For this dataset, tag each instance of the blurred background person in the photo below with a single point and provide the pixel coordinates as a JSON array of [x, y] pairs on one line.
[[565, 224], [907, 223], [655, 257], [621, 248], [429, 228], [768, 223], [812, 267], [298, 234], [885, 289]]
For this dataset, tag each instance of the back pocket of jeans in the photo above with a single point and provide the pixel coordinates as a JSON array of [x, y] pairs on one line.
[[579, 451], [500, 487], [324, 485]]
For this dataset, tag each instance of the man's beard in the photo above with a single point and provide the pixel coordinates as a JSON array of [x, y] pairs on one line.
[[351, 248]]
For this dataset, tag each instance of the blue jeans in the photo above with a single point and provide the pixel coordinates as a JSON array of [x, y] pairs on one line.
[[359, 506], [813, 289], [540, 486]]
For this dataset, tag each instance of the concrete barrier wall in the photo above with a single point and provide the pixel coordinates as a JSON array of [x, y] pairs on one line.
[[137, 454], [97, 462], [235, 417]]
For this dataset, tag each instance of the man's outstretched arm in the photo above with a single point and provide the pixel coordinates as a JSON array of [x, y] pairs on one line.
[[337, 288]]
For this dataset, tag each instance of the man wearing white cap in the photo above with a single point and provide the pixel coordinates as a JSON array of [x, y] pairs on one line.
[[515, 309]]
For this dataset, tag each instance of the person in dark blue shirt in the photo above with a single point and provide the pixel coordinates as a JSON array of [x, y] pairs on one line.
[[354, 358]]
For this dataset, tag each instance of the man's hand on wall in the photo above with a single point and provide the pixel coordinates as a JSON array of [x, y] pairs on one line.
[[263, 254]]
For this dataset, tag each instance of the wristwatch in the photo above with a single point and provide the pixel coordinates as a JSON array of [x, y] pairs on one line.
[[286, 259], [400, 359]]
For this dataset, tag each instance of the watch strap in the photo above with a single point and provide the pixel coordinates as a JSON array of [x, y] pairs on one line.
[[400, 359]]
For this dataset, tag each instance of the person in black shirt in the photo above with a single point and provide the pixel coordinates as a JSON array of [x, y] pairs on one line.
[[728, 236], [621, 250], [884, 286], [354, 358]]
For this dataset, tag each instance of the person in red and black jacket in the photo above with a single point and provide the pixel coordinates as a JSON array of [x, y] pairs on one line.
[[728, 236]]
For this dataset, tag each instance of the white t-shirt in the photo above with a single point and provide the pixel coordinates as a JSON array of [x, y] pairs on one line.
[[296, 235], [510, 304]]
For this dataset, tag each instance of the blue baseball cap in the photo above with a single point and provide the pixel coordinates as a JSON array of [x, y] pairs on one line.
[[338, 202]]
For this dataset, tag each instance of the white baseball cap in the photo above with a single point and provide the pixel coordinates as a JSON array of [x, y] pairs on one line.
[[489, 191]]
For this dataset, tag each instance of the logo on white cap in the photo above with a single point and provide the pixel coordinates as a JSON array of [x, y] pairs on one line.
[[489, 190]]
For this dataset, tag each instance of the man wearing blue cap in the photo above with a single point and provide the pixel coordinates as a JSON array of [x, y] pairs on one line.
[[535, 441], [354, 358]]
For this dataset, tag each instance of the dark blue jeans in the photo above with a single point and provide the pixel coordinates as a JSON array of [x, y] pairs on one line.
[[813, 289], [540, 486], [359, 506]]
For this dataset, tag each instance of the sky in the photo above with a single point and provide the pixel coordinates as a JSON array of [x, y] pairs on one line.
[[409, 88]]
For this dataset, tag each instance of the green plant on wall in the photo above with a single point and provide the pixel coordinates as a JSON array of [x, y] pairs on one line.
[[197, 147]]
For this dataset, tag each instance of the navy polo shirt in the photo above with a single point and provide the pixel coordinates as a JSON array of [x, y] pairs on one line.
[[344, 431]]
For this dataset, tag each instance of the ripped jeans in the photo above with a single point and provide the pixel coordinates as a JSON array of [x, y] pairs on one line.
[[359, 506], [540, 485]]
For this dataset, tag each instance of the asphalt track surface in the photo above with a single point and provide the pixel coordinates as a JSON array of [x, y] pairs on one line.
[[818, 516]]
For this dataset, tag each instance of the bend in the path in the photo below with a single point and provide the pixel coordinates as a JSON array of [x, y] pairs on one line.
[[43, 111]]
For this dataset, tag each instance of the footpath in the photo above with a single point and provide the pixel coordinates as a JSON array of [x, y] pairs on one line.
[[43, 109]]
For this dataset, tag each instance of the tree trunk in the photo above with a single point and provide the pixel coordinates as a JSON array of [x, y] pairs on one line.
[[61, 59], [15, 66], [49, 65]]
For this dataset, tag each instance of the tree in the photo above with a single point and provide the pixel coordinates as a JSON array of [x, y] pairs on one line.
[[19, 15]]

────────────────────

**Activity:** What is needed is an exact transcription of every entry above.

**Answer below:**
For this dataset, tag each instance of the blurred background person in the photo below with a single point and provide the pixel coordinates as a JSON array of [x, y] pairs on one line.
[[565, 224], [907, 223], [655, 257], [621, 248], [429, 228], [768, 223], [812, 267], [298, 234], [885, 289]]
For this dataset, tag each instance of the back pocket of jeans in the photo above with a single point and provide the pixel coordinates as a JSON array of [x, y] pairs on one line.
[[579, 451], [500, 487], [324, 485]]
For this dataset, tag each instance of the man's beard in the photo above with a single point and provide the pixel coordinates as a JSON array of [x, y] pairs on one line.
[[351, 248]]
For this dataset, tag each instance of the blue jeans in the photo above with a single point and provide the pixel coordinates as a JSON array of [x, y] pairs on one line.
[[359, 506], [813, 289], [540, 486]]
For this dataset, tag each instance of the concrete barrier wall in the photo above with a single point and provide the pixel coordinates as a JSON array of [x, y] pairs on one line.
[[137, 454], [97, 462], [235, 417]]
For this dataset, tag each instance of the man's outstretched arm in the photo above with a single point and provide the pixel coordinates as a JSON array of [x, y] pairs on one line.
[[337, 288]]
For this dataset, tag each instance of the man wearing white cap in the photo above with a single point and provide the pixel coordinates as a JSON array of [x, y] pairs on one line.
[[515, 309]]
For this dataset, tag each instance of the person in dark blue shirt in the photo above with a single point and provide the pixel coordinates as a JSON array of [x, y] pairs on one line.
[[354, 358]]
For this dataset, tag each instance of the man's hand on wall in the photo above with a single point and provide the pixel coordinates as a JSON array of [x, y] pairs on one line.
[[263, 254]]
For this dataset, tag each instance of the wristwatch in the photo above with a single point and provide the pixel coordinates as a JSON array of [x, y] pairs on one line.
[[286, 259], [400, 359]]
For this dataset, tag each instance of the watch strap in the photo above with a single point and provide the pixel coordinates as a JSON array of [x, y] pairs on one line.
[[400, 359]]
For this dataset, tag each instance of the person in black shirt in the photo above with a single point and provide the pixel coordinates as a JSON array of [x, y] pairs on one line.
[[728, 236], [621, 250], [884, 286], [354, 358]]
For this dataset, tag each instance of the person in red and black jacket in the photo above with a single point and provide the pixel coordinates as a JSON array of [x, y] pairs on one line.
[[728, 236]]
For this dataset, tag each instance of the white t-shirt in the photo above with a single point and provide the pixel coordinates as a JSON array of [x, y] pairs on one line.
[[296, 235], [510, 304]]
For this dataset, tag each instance of the blue baseball cap in the photo above with a single point and provide the pixel coordinates as a JSON array of [x, y] pairs on one line.
[[338, 202]]
For this dataset, tag each instance of the white baseball cap in the photo above with a single point and provide the pixel coordinates as a JSON array of [x, y] pairs on one line.
[[489, 191]]
For this dataset, tag each instance of the logo on white cap in the photo above with a single point and provide the pixel coordinates as a JSON array of [x, y] pairs on one line.
[[489, 190]]
For this dataset, tag each instance of the man wearing blue cap in the photo above with a single point and provide the pixel coordinates as a JSON array of [x, y] pairs on one line.
[[535, 441], [354, 358]]
For this dataset, tag each instance of the dark blue jeans in the photo above with a single point and provide the pixel coordinates as a JSON array of [x, y] pairs on one line.
[[813, 289], [540, 486], [359, 506]]
For this dataset, tag each instance of the sky in the photo above with a single point and provide the pixel coordinates as a JSON array of [x, y] pairs on one line.
[[409, 88]]
For this dataset, tag each instance of the green plant on wall in the photo above with a single point and provide the pixel coordinates as a JSON array of [x, y] pairs on one line.
[[197, 147]]
For this dataset, tag each instance of the navy polo shirt in the photo above with a single point and provide the pixel coordinates as a JSON array of [x, y] pairs on one line.
[[344, 431]]
For this dataset, tag each instance of the ripped jeans in the photo above with a single point and provide the pixel coordinates as a JSON array of [x, y] pairs on one line.
[[359, 506], [540, 485]]
For this dataset, tag each instance of the asphalt track surface in the photo above with a single point and provide the pixel coordinates as a JSON array of [x, y] pairs on one line.
[[818, 516]]
For this dataset, tag each instance of the bend in the path in the photo below with a single point and provide the pixel coordinates as a JSON array of [x, y] pairs on one line.
[[43, 111]]
For this dataset, tag each instance of the footpath in the photo above with a single point and provide the pixel coordinates as a JSON array of [x, y] pairs on one line.
[[43, 109]]
For this dataset, tag each instance of the tree trunk in the photo above with a single point and provide the pixel coordinates as a JSON array of [x, y] pairs on one line.
[[61, 59], [15, 66], [49, 65]]
For this dataset, tag each instance of the tree in the photo above with a single point and provide the pixel coordinates as a JSON array of [x, y] pairs on one line.
[[19, 15]]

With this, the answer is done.